GIVEN PROBLEM: Reproduce the lines below verbatim, omitting the pictures from your reply.

Image entries for named regions:
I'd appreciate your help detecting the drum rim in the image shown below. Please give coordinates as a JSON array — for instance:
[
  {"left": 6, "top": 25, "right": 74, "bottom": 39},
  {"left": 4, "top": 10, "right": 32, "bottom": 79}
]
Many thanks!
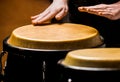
[
  {"left": 3, "top": 36, "right": 106, "bottom": 51},
  {"left": 58, "top": 59, "right": 120, "bottom": 71}
]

REPLY TO THE EXERCISE:
I'd appreciate your help detecting the drum rim in the image shown below. Please give coordinates as a JSON array — for instance:
[
  {"left": 6, "top": 25, "right": 74, "bottom": 39},
  {"left": 4, "top": 10, "right": 32, "bottom": 79}
]
Many thanks!
[
  {"left": 3, "top": 36, "right": 106, "bottom": 51},
  {"left": 58, "top": 59, "right": 120, "bottom": 71}
]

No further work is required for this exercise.